Page extract:
Say Goodnight, Gracie (1989) - full transcript

Joey goes for brownie points by offering to babysit his girlfriend's daughter.

(KEYBOARD CLACKING)

Okay. What do you think, huh?

Big meeting tomorrow. Bother me not.

Hey, come on, this is important. Come on.

I'm taking Sarah Robbins out. That corporate lawyer I told you about?

Uh-huh. We're going out to a very expensive restaurant.

I want some advice.

Go dutch.

Hey, come on, I'm serious.

I never went on a date with a woman with a job.

All right. All right, let me give you,



let me give you two pieces of advice from...

...from my corporate side of the fence.

First of all, see, for executives, our life...

It's all stress. Everything is stress.

So if you want this woman to care about you,

be sensitive to what she needs.

All right. And number two?

Oh, yeah. Don't do that thing with your armpit. They hate that.

(DOORBELL RINGS)

Oh, okay, thanks, because I had that planned during soup.

Uh-huh.

(CLEARS THROAT)

Ah, Joey... Hey, Sarah!

And Gracie.



What an unexpected surprise.

Look, I'm us afraid we're gonna have to reschedule our date.

I just got a last minute call from my boss.

He wants me at a very important meeting tomorrow.

Well, can't you tell him that we...

Now I have to do some research at the law library.

I've got a ton of work and I've got one night to do it.

(BABY CRIES) Oh, shh. Oh, honey.

Mommy just needs one quiet night, okay?

(CRYING CONTINUES)

I take that as a "no".

What are you gonna do? You gonna drop her off at the babysitters?

No, all the sitters I trust are unavailable.

I'm taking her with me.

No, you're not.

No, you're not, because I am being sensitive

to your sensitive needs.

And I am not gonna be stood up by two girls in one night.

So if you go...

Gracie's staying.

Huh? Huh?

Pretty sensitive, huh, Mikie?

Yes, but, see, there's a sensitive ceiling

that I want to tell you about, Joe.

Oh, no. Oh, no.

You'd really do this for me, Joey?

Gosh, I can actually concentrate on my work

without worrying about Gracie with some sitter I don't know.

Thanks, Joey.

I'm glad to do it.

Oh, and thank you, too, Michael.

I know this is inconvenient, but you're saving my life.

Oh, hey, no. Nah!

Mwah! (CHUCKLES)

I'll go get her diaper bag from the cab.

Okay.

Yes?

You. All you. No me. You.

You bought the puppy, you walk the puppy.

You take care of that puppy and you clean up and you feed that puppy.

I will be working in my pathetic little work area.

I will not know that there is a baby in this house.

Yeah, yeah, yeah. Right, right, right. All right. Listen,

I'm gonna go help her get the stuff out of the cab.

Hold this.

I don't...

(BABY GURGLING)

(THEME SONG PLAYING)

♪♪ You can count on me

♪♪ No matter what you do

♪♪ You can count on me

♪♪ No matter where you go

♪♪ I'm standing by your side

♪♪ I'll be right behind

♪♪ No one loves you more than I do

♪♪ Put your hand in mine

♪♪ I can see a part of me in you

♪♪ A little something special that comes shining through

♪♪ I hear it in your laughter

♪♪ And I feel it when you cry

♪♪ I will be right there for you

♪♪ Until the day I die

♪♪ You can count on me

♪♪ No matter what you do

♪♪ You can count on me

♪♪ No matter where you go

♪♪ You can count on me ♪♪

(BABY WAILING)

Information provided:
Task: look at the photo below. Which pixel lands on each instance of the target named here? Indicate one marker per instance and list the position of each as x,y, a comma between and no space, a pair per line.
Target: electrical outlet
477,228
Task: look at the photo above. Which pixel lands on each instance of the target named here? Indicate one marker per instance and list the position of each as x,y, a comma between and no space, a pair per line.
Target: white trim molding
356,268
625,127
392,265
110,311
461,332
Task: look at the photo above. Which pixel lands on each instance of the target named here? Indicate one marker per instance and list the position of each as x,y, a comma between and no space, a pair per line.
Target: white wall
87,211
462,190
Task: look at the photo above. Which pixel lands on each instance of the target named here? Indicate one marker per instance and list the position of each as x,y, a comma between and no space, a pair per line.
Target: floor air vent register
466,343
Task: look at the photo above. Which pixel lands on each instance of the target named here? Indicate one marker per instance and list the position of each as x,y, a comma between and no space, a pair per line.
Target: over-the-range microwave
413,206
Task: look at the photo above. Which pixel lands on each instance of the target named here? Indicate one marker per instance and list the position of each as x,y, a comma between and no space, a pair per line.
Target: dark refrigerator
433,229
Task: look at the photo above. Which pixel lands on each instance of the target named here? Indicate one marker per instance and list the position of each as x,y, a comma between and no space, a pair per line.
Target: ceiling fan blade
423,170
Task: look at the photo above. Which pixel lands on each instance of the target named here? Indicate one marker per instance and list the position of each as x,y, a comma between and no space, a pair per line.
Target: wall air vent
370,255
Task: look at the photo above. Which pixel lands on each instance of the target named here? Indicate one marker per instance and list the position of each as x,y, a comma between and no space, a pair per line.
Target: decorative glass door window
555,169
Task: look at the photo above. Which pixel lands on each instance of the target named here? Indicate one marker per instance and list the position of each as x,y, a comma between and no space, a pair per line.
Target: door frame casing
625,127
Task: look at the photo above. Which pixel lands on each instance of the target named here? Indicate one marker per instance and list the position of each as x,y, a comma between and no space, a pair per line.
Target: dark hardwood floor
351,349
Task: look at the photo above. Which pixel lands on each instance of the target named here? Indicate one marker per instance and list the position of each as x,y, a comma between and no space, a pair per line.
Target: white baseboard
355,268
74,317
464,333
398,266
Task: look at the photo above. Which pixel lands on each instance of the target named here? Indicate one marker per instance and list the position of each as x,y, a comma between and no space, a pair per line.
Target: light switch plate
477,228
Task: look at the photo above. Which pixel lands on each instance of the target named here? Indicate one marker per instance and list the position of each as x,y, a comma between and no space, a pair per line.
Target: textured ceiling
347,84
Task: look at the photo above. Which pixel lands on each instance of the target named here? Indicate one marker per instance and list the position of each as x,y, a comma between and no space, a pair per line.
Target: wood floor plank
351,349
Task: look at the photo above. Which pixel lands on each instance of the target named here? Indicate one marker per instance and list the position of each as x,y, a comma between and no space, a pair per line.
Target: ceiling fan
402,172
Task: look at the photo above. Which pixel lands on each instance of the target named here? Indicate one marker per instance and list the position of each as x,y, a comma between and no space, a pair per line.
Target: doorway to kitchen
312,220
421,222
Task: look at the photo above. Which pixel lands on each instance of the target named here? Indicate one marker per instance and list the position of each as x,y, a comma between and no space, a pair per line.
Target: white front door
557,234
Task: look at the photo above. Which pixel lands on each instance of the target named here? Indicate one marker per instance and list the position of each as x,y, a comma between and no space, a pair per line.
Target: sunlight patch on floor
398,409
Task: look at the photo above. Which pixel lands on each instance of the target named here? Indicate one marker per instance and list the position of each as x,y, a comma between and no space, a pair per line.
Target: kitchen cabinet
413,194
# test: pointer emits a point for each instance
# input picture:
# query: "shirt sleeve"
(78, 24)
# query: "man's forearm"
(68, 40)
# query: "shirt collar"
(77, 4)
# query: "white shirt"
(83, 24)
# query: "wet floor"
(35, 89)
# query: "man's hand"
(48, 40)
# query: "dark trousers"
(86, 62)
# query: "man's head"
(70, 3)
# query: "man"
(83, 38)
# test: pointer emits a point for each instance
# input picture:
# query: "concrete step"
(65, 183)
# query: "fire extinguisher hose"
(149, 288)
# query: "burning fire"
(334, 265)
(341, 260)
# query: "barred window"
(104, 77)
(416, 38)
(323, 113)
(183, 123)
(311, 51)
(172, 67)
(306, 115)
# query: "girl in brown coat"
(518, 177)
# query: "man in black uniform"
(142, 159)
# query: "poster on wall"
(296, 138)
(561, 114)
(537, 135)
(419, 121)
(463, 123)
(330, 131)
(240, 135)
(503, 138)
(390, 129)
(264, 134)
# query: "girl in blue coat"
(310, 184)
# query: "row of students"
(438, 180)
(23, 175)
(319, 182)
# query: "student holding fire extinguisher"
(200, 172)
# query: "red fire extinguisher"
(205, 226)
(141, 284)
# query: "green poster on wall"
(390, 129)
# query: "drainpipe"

Your task: Reproduce the part of the transcript between "Look, I'm us" and "important meeting tomorrow.", inclusive. You don't need the entries for anything here.

Answer to the problem:
Look, I'm us afraid we're gonna have to reschedule our date.

I just got a last minute call from my boss.

He wants me at a very important meeting tomorrow.